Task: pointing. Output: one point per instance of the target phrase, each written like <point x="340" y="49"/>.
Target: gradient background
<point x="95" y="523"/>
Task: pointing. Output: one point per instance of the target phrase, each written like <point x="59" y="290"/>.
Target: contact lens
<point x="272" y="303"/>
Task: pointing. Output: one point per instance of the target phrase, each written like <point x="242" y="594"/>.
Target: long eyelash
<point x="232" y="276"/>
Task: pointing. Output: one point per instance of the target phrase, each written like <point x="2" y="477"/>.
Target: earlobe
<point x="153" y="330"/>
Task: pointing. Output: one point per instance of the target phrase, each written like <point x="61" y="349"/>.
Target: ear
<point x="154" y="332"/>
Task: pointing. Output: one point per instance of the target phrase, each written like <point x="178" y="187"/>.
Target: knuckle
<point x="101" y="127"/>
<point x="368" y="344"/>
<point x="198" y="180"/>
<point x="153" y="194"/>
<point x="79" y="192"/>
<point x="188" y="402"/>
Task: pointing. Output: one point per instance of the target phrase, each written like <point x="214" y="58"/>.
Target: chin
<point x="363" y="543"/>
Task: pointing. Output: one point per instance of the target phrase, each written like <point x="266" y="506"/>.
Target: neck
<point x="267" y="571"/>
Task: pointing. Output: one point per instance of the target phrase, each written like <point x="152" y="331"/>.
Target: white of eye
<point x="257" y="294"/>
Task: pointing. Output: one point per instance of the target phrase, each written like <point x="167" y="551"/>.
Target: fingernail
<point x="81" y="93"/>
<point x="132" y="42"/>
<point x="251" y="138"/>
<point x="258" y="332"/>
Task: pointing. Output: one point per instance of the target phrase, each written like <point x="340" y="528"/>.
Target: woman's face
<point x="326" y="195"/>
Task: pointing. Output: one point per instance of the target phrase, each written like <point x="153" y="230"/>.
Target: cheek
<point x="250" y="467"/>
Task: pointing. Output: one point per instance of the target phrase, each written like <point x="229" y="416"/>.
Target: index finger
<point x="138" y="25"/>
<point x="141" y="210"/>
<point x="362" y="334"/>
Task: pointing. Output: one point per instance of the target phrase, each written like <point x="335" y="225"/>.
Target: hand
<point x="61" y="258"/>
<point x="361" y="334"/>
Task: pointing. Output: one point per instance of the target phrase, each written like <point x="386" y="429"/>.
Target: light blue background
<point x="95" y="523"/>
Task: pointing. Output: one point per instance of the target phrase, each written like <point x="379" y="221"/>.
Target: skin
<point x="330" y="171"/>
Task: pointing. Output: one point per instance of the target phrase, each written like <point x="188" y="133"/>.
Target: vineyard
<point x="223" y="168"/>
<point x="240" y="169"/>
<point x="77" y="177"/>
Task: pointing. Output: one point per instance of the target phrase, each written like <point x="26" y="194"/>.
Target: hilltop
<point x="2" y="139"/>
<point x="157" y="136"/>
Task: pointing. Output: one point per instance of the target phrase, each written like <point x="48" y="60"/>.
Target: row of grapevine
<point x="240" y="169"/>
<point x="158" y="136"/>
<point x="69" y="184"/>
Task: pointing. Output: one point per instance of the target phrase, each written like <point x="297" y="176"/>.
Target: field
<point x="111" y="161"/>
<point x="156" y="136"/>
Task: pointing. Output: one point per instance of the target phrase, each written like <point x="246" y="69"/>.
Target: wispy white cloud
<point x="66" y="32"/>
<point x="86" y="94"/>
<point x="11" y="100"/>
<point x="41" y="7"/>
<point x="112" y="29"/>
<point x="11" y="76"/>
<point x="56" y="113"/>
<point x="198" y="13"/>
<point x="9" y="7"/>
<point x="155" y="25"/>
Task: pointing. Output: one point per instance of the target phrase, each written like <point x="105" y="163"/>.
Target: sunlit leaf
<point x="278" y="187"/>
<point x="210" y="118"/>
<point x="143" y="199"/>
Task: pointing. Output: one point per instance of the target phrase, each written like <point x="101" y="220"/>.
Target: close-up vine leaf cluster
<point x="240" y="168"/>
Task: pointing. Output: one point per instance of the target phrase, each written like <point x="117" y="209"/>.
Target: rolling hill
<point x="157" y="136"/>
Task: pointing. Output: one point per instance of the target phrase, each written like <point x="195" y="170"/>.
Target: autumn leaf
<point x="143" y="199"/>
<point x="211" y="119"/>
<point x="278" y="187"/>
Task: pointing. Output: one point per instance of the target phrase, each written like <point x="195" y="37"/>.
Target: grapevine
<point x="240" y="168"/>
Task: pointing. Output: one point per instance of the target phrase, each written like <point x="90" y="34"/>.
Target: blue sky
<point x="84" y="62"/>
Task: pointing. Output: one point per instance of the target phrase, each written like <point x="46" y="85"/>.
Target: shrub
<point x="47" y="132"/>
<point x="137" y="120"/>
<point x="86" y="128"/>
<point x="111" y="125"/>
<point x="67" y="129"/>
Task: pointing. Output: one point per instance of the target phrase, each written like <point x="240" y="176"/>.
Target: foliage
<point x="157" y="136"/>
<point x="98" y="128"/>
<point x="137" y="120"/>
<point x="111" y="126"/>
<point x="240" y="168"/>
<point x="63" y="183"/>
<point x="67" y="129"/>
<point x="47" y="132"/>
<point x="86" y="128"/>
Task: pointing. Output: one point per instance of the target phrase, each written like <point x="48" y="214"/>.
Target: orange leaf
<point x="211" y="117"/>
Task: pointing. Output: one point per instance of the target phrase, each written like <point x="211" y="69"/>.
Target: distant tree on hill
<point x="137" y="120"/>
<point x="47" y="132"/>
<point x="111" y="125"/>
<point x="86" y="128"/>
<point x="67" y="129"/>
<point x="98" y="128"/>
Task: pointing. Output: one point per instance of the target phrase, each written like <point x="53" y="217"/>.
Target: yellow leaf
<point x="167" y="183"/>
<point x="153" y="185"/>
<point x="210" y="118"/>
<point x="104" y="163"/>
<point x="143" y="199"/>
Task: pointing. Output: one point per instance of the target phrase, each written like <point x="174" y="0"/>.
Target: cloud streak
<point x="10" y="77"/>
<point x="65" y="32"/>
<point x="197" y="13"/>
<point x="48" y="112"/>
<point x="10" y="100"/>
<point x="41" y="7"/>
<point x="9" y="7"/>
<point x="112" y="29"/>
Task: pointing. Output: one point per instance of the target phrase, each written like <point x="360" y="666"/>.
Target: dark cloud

## ASSIGNMENT
Every line of the data above belongs in the answer, unchanged.

## RESPONSE
Task: pointing. Output: one point per instance of the target phrase, each written like <point x="340" y="49"/>.
Target: gradient background
<point x="95" y="523"/>
Task: pointing. Output: one point per instance of the target phrase, each written like <point x="59" y="290"/>.
Target: contact lens
<point x="272" y="303"/>
Task: pointing. Output: one point per instance of the target phrase, each written like <point x="242" y="594"/>.
Target: long eyelash
<point x="232" y="276"/>
Task: pointing. Output: one point per instance of the target phrase, each written like <point x="2" y="477"/>.
Target: earlobe
<point x="153" y="330"/>
Task: pointing. Output: one point per instance of the target phrase, each written like <point x="61" y="349"/>.
Target: ear
<point x="154" y="332"/>
Task: pointing. Output: one point per instance of the target phrase, each written like <point x="178" y="187"/>.
Target: knuckle
<point x="101" y="127"/>
<point x="368" y="344"/>
<point x="198" y="180"/>
<point x="153" y="194"/>
<point x="79" y="192"/>
<point x="188" y="402"/>
Task: pointing. Output: one point per instance of the target phrase, each written like <point x="214" y="58"/>.
Target: chin
<point x="363" y="543"/>
Task: pointing. Output: one point per instance of the target phrase, each written like <point x="266" y="506"/>.
Target: neck
<point x="267" y="571"/>
Task: pointing. Output: one point per instance of the target phrase, each written like <point x="152" y="331"/>.
Target: white of eye
<point x="257" y="294"/>
Task: pointing. Output: one point per instance of the target phrase, each written like <point x="167" y="551"/>.
Target: fingernail
<point x="81" y="93"/>
<point x="132" y="42"/>
<point x="251" y="138"/>
<point x="258" y="332"/>
Task: pointing. Output: one point per instance of the target phrase, each written like <point x="340" y="528"/>.
Target: woman's face
<point x="326" y="195"/>
Task: pointing. Output: one point per instance of the target phrase, each written like <point x="153" y="230"/>.
Target: cheek
<point x="250" y="467"/>
Task: pointing. Output: one point per instance of the target phrase, each written like <point x="229" y="416"/>.
Target: index finger
<point x="138" y="25"/>
<point x="141" y="210"/>
<point x="362" y="334"/>
Task: pointing. Output: one point per instance of the target phrase, each written like <point x="335" y="225"/>.
Target: hand
<point x="61" y="258"/>
<point x="361" y="334"/>
Task: pointing. Output: one point per instance of the target phrase, each written like <point x="386" y="429"/>.
Target: light blue background
<point x="95" y="523"/>
Task: pointing. Output: one point per instance of the target phrase, each written like <point x="379" y="221"/>.
Target: skin
<point x="330" y="171"/>
Task: pointing. Output: one point per instance of the target phrase, each written like <point x="188" y="133"/>.
Target: vineyard
<point x="223" y="168"/>
<point x="240" y="169"/>
<point x="77" y="177"/>
Task: pointing. Output: one point per instance of the target phrase, each written like <point x="26" y="194"/>.
Target: hilltop
<point x="2" y="139"/>
<point x="157" y="136"/>
Task: pointing. Output: one point per instance of the target phrase, each written like <point x="48" y="60"/>.
Target: row of grapevine
<point x="240" y="169"/>
<point x="158" y="136"/>
<point x="69" y="184"/>
Task: pointing. Output: one point per instance of the target phrase, each written like <point x="297" y="176"/>.
Target: field
<point x="111" y="161"/>
<point x="156" y="136"/>
Task: pointing. Output: one point per instance of the target phrase, each written like <point x="246" y="69"/>.
Target: wispy white cloud
<point x="66" y="32"/>
<point x="86" y="94"/>
<point x="11" y="100"/>
<point x="41" y="7"/>
<point x="112" y="29"/>
<point x="11" y="76"/>
<point x="56" y="113"/>
<point x="198" y="13"/>
<point x="9" y="7"/>
<point x="155" y="25"/>
Task: pointing. Output: one point per instance of the target phrase, each written like <point x="105" y="163"/>.
Target: sunlit leaf
<point x="278" y="187"/>
<point x="210" y="118"/>
<point x="143" y="199"/>
Task: pointing. Output: one point per instance of the target phrase, each written like <point x="101" y="220"/>.
Target: close-up vine leaf cluster
<point x="240" y="168"/>
Task: pointing. Output: one point per instance of the target phrase, each written like <point x="117" y="209"/>.
Target: rolling hill
<point x="157" y="136"/>
Task: pointing. Output: one point per instance of the target phrase, each written like <point x="195" y="170"/>.
Target: autumn leaf
<point x="143" y="199"/>
<point x="211" y="119"/>
<point x="278" y="187"/>
Task: pointing. Output: one point per instance of the target phrase, each written like <point x="195" y="37"/>.
Target: grapevine
<point x="240" y="168"/>
Task: pointing. Output: one point per instance of the target phrase, each written like <point x="90" y="34"/>.
Target: blue sky
<point x="84" y="62"/>
Task: pointing. Output: one point per instance of the target phrase, each written like <point x="46" y="85"/>.
Target: shrub
<point x="47" y="132"/>
<point x="137" y="120"/>
<point x="86" y="128"/>
<point x="111" y="125"/>
<point x="67" y="129"/>
Task: pointing. Output: one point per instance of the target phrase, each written like <point x="240" y="176"/>.
Target: foliage
<point x="157" y="136"/>
<point x="98" y="128"/>
<point x="137" y="120"/>
<point x="111" y="126"/>
<point x="240" y="168"/>
<point x="63" y="183"/>
<point x="67" y="129"/>
<point x="47" y="132"/>
<point x="86" y="128"/>
Task: pointing. Output: one point per instance of the target phrase, each written like <point x="48" y="214"/>.
Target: orange leaf
<point x="211" y="117"/>
Task: pointing. Output: one point per instance of the target phrase, each written like <point x="211" y="69"/>.
Target: distant tree on hill
<point x="137" y="120"/>
<point x="47" y="132"/>
<point x="111" y="125"/>
<point x="86" y="128"/>
<point x="67" y="129"/>
<point x="98" y="128"/>
Task: pointing. Output: one point per instance of the target phrase, each written like <point x="53" y="217"/>.
Target: yellow leaf
<point x="167" y="183"/>
<point x="153" y="185"/>
<point x="210" y="118"/>
<point x="104" y="163"/>
<point x="143" y="199"/>
Task: pointing. Output: one point per instance of the target phrase, each written like <point x="174" y="0"/>.
Target: cloud streak
<point x="10" y="77"/>
<point x="65" y="32"/>
<point x="197" y="13"/>
<point x="48" y="112"/>
<point x="10" y="100"/>
<point x="41" y="7"/>
<point x="9" y="7"/>
<point x="112" y="29"/>
Task: pointing. Output: one point per instance of the target phrase, each written like <point x="360" y="666"/>.
Target: dark cloud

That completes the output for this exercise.